- _EXERCISE GOAL_
Rewrite every line of the listing below as a Markdown table with the columns Row and Line, numbering the rows in order and skipping blank lines.

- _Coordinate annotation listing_
_ _ _ _ _ _ _

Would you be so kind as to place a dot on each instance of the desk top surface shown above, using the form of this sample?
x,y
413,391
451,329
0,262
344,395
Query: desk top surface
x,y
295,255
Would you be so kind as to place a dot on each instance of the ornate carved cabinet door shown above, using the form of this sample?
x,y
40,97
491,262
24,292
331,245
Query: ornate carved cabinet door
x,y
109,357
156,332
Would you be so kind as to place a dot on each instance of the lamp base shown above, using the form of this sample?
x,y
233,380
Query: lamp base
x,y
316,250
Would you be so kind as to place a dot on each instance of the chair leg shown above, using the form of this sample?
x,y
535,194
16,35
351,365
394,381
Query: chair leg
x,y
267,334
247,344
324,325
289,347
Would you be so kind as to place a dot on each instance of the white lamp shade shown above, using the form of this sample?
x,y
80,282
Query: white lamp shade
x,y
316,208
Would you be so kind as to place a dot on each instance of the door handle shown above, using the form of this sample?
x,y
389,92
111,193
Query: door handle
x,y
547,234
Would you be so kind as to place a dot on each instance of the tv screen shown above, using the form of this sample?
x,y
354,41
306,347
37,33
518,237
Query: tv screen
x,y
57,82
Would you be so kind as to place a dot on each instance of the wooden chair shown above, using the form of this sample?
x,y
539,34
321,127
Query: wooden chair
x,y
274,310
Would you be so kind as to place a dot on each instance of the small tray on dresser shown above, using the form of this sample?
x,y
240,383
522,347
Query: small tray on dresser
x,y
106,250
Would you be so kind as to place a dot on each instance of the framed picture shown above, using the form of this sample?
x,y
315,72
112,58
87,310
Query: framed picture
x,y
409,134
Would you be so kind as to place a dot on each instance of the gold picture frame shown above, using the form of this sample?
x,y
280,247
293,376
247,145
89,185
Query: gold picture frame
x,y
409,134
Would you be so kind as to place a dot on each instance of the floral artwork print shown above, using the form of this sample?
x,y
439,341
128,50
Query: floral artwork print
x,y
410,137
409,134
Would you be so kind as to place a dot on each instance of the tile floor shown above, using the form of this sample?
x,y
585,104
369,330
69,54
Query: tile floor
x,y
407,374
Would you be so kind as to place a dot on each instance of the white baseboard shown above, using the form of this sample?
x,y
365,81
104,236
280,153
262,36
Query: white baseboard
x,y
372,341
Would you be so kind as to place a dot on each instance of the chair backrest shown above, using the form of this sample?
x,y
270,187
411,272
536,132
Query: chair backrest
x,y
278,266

_ _ _ _ _ _ _

- _WRITTEN ANSWER_
| Row | Line |
|---|---|
| 1 | Would you be so kind as to place a dot on each instance of the desk top surface shown above, using the form of this sample? |
| 2 | x,y |
| 3 | 413,391 |
| 4 | 451,329 |
| 5 | 0,262 |
| 6 | 344,395 |
| 7 | Query: desk top surface |
| 8 | x,y |
| 9 | 295,255 |
| 10 | Would you be so kind as to place a dot on each instance of the ornate carved cabinet door shown above, using the form of this sample? |
| 11 | x,y |
| 12 | 40,97 |
| 13 | 491,262 |
| 14 | 24,292 |
| 15 | 331,245 |
| 16 | Query: ornate carved cabinet door |
| 17 | x,y |
| 18 | 109,357 |
| 19 | 156,332 |
| 20 | Would you be so kind as to place a dot on each instance of the lamp base shown above, using the form of this sample? |
| 21 | x,y |
| 22 | 233,380 |
| 23 | Query: lamp base |
| 24 | x,y |
| 25 | 316,250 |
| 26 | Would you be so kind as to place a dot on each instance of the chair leg shown above, using the form of this sample? |
| 27 | x,y |
| 28 | 535,194 |
| 29 | 16,35 |
| 30 | 351,365 |
| 31 | 394,381 |
| 32 | Query: chair leg |
| 33 | x,y |
| 34 | 267,334 |
| 35 | 247,344 |
| 36 | 324,325 |
| 37 | 289,347 |
| 38 | Would you be so kind as to place a dot on each instance of the white lamp shade shown above, using the form of this sample? |
| 39 | x,y |
| 40 | 80,282 |
| 41 | Query: white lamp shade |
| 42 | x,y |
| 43 | 316,208 |
| 44 | Would you be so kind as to place a dot on each instance of the door handle shown above, using the form of this sample? |
| 45 | x,y |
| 46 | 389,92 |
| 47 | 111,193 |
| 48 | Query: door handle |
| 49 | x,y |
| 50 | 547,234 |
| 51 | Would you be so kind as to place a dot on each instance of the tv screen shown above, using the form of this sample? |
| 52 | x,y |
| 53 | 354,41 |
| 54 | 306,347 |
| 55 | 37,33 |
| 56 | 518,237 |
| 57 | Query: tv screen |
| 58 | x,y |
| 59 | 57,82 |
| 60 | Would you be so kind as to place a dot on each instance of the wooden chair shown above, using the form of this sample? |
| 61 | x,y |
| 62 | 539,34 |
| 63 | 321,127 |
| 64 | Query: wooden chair |
| 65 | x,y |
| 66 | 274,310 |
| 67 | Would you be so kind as to place a dot on each instance of the small tray on dresser shown above, using the form of this sample? |
| 68 | x,y |
| 69 | 240,383 |
| 70 | 522,347 |
| 71 | Query: small tray on dresser |
| 72 | x,y |
| 73 | 106,250 |
| 74 | Would you be so kind as to place a dot on each instance of the framed picture shown above, using the form of this sample? |
| 75 | x,y |
| 76 | 315,72 |
| 77 | 112,58 |
| 78 | 87,310 |
| 79 | Query: framed picture |
| 80 | x,y |
| 81 | 409,134 |
| 82 | Would you be so kind as to place a dot on each instance of the gold picture frame shown above, using the form of this sample? |
| 83 | x,y |
| 84 | 280,247 |
| 85 | 293,376 |
| 86 | 247,145 |
| 87 | 89,185 |
| 88 | Query: gold picture frame |
| 89 | x,y |
| 90 | 409,134 |
| 91 | Would you be so kind as to place a dot on each instance of the floral artwork print shown above, using the form of this sample? |
| 92 | x,y |
| 93 | 439,341 |
| 94 | 128,50 |
| 95 | Query: floral artwork print |
| 96 | x,y |
| 97 | 410,137 |
| 98 | 409,134 |
| 99 | Would you be so kind as to place a dot on each instance of the tile floor shown above, using the form of this sample? |
| 100 | x,y |
| 101 | 585,104 |
| 102 | 369,330 |
| 103 | 69,54 |
| 104 | Query: tile floor |
| 105 | x,y |
| 106 | 407,374 |
| 107 | Would you be so kind as to place a dot on each instance of the white baseboard shown above, using the form of this sample? |
| 108 | x,y |
| 109 | 365,81 |
| 110 | 104,236 |
| 111 | 280,153 |
| 112 | 262,36 |
| 113 | Query: white baseboard |
| 114 | x,y |
| 115 | 372,341 |
| 116 | Would you be so kind as to place a dot on each instance of the chair backrest shown above, using the form of this sample? |
| 117 | x,y |
| 118 | 270,187 |
| 119 | 411,272 |
| 120 | 536,132 |
| 121 | Query: chair backrest |
| 122 | x,y |
| 123 | 278,266 |